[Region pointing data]
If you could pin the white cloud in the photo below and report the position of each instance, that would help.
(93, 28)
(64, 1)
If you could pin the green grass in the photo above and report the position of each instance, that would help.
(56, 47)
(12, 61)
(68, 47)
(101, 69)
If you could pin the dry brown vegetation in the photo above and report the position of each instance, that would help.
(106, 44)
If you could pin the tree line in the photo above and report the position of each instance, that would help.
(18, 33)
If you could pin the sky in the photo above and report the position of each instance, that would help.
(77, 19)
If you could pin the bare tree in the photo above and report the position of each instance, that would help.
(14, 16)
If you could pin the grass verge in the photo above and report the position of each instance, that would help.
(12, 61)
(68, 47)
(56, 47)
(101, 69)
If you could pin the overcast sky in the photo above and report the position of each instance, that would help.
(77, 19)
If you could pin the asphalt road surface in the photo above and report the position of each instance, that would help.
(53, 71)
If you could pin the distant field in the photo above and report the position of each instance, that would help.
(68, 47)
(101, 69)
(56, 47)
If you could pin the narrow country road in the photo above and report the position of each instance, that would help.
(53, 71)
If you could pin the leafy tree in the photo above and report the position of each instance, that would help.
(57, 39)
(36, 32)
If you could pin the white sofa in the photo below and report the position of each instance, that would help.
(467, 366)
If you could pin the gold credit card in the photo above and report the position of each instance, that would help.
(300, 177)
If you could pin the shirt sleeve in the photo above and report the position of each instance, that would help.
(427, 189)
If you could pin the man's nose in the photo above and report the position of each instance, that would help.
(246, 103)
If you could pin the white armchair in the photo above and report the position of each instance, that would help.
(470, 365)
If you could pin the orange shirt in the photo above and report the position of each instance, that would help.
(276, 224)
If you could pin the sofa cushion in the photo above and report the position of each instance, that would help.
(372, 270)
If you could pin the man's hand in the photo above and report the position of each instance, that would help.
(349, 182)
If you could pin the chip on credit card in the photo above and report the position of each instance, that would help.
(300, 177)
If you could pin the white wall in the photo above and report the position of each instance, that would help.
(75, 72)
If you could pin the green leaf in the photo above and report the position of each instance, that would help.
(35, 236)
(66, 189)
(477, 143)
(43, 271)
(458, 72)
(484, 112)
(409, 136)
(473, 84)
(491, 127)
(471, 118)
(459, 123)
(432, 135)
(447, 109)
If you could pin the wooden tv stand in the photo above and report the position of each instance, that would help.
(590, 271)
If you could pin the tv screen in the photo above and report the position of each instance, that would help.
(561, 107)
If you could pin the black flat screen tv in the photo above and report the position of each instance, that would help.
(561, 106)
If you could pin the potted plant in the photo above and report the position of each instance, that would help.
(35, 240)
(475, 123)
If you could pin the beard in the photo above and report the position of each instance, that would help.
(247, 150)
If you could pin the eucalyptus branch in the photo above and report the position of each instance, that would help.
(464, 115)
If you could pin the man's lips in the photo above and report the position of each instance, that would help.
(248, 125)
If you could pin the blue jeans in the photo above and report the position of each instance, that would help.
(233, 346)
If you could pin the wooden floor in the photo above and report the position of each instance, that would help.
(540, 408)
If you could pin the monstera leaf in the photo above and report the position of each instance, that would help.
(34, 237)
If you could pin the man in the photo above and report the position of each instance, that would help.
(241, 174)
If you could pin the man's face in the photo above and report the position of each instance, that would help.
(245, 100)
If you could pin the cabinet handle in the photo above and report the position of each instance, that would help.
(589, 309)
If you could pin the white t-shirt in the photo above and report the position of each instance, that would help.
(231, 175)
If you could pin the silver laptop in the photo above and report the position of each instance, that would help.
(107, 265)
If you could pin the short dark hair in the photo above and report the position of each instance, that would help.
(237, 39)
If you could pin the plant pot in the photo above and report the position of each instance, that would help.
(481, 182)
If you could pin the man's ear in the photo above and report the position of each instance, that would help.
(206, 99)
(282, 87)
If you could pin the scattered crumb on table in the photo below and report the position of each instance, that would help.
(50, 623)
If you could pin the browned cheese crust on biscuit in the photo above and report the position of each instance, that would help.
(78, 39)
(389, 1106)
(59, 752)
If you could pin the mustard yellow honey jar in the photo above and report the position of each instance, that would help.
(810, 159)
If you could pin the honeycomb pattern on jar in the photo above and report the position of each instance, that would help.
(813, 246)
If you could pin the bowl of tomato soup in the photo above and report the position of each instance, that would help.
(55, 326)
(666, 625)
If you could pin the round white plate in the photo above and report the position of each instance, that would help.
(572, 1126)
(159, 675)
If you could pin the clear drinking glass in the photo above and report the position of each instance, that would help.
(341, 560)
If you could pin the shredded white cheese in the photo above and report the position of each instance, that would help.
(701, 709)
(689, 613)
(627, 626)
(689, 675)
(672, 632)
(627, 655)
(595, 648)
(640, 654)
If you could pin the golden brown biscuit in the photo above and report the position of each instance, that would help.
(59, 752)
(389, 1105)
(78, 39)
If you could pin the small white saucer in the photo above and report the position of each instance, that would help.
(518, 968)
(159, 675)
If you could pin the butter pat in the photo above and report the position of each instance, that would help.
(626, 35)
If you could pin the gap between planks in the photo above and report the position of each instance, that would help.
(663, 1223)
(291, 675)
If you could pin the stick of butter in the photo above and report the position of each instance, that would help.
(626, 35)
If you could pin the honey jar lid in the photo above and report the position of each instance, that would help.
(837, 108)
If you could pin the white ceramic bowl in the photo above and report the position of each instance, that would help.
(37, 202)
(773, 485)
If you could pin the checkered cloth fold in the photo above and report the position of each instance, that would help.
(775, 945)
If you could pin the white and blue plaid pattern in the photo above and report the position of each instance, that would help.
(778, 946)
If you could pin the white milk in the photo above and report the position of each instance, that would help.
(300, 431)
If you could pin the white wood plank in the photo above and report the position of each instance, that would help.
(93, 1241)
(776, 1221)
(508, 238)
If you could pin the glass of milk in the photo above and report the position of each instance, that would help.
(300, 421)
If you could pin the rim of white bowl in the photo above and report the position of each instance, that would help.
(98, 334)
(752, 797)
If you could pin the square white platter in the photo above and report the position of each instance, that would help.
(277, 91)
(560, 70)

▶ AIM OF THE EXERCISE
Write the lines out verbatim, from the one with "If you could pin the stick" through the last line of the entries, and stop there.

▶ TASK RESULT
If you could pin the stick of butter in the photo above and report the position of each instance, that would help.
(626, 35)
If you could pin the honey jar lid in the photo above and report the position of each instance, that would help.
(837, 108)
If you could pin the white ceramic bowl in the photo above and report the position of each instance, that would help.
(37, 202)
(773, 485)
If you could pin the checkered cloth fold in the photo above and report the position of each instance, that would help.
(775, 945)
If you could pin the white and blue plaid pattern in the photo above and report the position of each instance, that would help.
(778, 946)
If you could pin the white milk in the photo above and report the position of each instance, that would help.
(300, 431)
If you could pin the white wood plank in the photo above and report the position of each instance, that would help.
(93, 1241)
(776, 1221)
(508, 238)
If you could pin the glass of milk in the photo above and report the position of each instance, that would help.
(300, 421)
If you could pin the rim of white bowl in the photo above and report the position of each instance, that would help.
(98, 334)
(752, 797)
If you could pin the square white platter in the photo above and report the position of each instance, that would help.
(277, 91)
(560, 70)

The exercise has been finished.